REQUIREMENT
Count the lines below that contain the string "even", treating uppercase and lowercase as different, and reply with only the number.

[Lines from a data source]
────────

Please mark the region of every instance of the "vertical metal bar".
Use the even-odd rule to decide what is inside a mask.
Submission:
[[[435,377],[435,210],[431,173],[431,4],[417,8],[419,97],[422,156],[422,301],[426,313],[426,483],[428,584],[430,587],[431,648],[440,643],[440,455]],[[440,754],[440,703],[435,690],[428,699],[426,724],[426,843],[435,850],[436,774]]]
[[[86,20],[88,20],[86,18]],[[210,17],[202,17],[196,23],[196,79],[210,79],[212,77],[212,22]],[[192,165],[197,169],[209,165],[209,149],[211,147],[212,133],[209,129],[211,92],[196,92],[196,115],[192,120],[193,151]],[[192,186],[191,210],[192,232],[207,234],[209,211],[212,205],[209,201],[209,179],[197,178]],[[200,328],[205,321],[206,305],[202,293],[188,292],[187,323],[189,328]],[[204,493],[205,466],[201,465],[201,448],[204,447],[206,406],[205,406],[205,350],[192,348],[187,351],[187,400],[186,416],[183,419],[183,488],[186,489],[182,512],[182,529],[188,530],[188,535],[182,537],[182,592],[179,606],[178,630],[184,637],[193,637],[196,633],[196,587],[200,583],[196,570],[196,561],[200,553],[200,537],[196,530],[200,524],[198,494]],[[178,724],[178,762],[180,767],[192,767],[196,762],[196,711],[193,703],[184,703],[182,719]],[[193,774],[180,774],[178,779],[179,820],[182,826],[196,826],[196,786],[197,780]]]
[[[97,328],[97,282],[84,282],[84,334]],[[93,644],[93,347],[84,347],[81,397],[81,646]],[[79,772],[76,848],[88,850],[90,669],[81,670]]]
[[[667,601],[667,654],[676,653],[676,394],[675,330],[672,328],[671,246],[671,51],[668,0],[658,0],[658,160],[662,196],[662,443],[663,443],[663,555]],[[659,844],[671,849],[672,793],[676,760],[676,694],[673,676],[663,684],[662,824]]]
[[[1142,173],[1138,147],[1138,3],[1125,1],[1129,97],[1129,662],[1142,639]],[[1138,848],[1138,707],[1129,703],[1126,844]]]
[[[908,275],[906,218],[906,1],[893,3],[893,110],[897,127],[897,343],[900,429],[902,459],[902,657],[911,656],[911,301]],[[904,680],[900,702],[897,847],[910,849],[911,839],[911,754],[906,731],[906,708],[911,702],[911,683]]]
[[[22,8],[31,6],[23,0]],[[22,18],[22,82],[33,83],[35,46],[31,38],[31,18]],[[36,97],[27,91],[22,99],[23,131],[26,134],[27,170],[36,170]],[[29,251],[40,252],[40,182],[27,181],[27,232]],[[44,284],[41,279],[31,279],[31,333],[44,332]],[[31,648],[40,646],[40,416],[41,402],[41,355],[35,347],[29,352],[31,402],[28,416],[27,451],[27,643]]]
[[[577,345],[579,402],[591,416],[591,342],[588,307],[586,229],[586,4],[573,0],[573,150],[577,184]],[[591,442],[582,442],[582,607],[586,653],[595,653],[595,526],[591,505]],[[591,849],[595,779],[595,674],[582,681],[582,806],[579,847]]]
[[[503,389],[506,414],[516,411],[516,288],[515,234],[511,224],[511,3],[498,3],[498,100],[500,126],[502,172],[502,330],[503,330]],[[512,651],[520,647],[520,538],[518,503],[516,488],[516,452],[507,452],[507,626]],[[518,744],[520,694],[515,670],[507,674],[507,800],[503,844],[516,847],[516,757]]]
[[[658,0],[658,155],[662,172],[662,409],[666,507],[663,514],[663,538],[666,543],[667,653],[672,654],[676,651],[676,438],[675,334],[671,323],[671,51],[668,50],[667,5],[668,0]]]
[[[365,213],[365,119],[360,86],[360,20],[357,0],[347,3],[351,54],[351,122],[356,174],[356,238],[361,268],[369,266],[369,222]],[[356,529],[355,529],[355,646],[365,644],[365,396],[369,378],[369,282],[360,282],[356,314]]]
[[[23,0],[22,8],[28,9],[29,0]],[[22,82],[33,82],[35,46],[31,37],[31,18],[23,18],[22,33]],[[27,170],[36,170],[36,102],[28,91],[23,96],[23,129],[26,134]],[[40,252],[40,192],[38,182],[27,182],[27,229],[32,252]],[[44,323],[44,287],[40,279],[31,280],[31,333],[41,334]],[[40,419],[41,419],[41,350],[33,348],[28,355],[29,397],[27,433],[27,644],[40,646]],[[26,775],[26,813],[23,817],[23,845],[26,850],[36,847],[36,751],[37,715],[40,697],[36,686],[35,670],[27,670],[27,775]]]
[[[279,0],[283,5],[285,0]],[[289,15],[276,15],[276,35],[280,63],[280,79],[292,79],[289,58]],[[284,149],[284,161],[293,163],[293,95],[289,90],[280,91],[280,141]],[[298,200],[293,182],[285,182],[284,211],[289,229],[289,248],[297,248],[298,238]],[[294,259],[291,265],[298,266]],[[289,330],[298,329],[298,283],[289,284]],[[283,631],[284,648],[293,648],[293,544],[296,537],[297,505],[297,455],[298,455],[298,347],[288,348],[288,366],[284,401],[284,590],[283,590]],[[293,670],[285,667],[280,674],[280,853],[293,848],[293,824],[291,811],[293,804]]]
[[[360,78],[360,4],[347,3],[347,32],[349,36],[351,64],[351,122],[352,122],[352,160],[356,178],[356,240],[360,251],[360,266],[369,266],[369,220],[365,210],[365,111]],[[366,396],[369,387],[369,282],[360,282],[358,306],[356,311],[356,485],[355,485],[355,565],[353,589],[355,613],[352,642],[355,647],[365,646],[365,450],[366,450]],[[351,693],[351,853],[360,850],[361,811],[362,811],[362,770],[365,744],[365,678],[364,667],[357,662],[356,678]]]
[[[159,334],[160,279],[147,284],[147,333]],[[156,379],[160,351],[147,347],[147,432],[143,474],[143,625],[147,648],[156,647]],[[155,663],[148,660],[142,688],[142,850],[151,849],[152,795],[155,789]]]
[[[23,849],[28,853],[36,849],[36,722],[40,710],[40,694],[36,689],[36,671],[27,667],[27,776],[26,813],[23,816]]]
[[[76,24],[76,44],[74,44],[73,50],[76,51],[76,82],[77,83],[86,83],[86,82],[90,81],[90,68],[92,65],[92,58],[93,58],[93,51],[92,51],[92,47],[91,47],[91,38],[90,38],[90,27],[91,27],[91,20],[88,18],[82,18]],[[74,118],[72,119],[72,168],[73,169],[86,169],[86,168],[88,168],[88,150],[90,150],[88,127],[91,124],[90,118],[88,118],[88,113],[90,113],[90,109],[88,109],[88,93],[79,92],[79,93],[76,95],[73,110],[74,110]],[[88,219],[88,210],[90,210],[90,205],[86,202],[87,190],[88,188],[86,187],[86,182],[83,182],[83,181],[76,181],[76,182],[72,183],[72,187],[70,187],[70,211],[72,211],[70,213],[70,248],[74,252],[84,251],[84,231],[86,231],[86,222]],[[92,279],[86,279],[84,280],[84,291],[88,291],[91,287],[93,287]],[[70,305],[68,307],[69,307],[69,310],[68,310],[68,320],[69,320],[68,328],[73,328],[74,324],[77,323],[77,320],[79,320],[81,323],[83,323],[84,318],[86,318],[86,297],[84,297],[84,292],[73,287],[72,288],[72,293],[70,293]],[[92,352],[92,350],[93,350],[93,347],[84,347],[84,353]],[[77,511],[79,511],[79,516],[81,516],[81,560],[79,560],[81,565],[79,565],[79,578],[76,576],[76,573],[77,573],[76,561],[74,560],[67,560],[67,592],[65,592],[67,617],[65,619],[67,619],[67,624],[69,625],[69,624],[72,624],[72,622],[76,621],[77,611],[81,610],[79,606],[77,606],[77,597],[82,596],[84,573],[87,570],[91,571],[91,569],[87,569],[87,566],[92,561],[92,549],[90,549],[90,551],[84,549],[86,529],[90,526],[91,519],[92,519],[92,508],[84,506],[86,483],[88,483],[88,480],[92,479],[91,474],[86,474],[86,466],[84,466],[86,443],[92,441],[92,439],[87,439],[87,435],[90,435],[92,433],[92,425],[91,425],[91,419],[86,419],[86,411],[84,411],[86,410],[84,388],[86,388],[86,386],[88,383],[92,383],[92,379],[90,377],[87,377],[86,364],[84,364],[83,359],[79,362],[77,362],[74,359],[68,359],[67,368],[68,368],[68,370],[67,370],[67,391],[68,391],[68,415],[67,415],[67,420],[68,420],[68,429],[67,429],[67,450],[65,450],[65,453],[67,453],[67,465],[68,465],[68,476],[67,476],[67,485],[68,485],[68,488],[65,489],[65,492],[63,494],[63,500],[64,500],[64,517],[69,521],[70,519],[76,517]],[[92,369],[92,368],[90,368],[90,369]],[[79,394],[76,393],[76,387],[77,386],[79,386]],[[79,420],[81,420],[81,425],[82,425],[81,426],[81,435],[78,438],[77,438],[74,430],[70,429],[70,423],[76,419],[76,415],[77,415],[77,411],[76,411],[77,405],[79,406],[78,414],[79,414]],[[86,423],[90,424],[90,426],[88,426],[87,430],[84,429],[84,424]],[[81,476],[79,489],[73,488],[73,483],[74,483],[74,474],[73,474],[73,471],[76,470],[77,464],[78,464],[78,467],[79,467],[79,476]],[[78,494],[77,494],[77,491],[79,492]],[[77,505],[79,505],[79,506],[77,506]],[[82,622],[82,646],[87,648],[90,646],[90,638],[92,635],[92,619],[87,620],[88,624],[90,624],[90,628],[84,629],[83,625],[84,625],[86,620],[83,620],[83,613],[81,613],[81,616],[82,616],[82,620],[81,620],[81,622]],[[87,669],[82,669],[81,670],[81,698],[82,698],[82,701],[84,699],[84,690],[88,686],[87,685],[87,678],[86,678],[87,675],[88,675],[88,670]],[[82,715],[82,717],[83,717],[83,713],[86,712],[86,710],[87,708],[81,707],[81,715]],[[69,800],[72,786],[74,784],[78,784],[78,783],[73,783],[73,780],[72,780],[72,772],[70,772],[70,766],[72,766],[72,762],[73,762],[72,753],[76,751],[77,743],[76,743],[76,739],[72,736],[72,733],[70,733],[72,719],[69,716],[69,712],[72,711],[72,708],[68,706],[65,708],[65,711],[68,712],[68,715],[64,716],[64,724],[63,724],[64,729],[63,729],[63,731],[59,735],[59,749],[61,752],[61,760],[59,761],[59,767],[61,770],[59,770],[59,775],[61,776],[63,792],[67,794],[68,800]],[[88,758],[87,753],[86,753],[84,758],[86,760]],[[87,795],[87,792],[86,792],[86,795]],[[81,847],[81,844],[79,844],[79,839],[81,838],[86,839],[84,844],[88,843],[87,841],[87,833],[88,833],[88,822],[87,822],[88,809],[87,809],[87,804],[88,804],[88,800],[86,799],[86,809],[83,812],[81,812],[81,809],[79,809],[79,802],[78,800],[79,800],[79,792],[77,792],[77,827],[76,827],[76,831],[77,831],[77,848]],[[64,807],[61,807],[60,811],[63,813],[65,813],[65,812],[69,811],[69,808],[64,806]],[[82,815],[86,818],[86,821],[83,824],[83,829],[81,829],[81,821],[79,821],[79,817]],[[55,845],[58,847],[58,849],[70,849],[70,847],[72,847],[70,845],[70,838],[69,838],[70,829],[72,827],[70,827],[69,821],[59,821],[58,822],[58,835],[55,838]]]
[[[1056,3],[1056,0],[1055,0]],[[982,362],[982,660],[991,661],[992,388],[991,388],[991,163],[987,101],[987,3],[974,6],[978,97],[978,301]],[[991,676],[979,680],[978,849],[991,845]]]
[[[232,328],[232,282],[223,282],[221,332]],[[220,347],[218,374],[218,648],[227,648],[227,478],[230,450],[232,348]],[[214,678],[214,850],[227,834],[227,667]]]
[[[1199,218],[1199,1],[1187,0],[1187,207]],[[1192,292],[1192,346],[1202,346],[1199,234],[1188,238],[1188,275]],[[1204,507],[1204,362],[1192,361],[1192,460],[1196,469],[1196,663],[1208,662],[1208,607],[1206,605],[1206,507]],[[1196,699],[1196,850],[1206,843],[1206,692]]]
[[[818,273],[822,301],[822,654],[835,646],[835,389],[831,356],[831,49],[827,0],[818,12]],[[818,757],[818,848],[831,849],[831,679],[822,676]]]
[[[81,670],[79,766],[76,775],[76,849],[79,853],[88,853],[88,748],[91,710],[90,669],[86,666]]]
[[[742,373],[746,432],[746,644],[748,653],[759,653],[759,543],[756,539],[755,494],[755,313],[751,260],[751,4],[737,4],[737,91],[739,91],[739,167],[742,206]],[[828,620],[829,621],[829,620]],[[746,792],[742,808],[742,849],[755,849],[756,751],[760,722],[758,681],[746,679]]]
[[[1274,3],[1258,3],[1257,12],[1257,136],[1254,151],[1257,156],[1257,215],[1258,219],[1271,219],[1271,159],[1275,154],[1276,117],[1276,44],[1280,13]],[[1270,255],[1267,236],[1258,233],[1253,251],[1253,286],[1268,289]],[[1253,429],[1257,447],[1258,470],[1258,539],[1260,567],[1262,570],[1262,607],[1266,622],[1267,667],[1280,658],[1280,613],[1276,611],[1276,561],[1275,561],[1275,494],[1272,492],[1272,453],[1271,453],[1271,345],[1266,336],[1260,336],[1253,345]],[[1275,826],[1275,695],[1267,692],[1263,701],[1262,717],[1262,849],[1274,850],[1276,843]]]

────────

CORRECT OUTPUT
1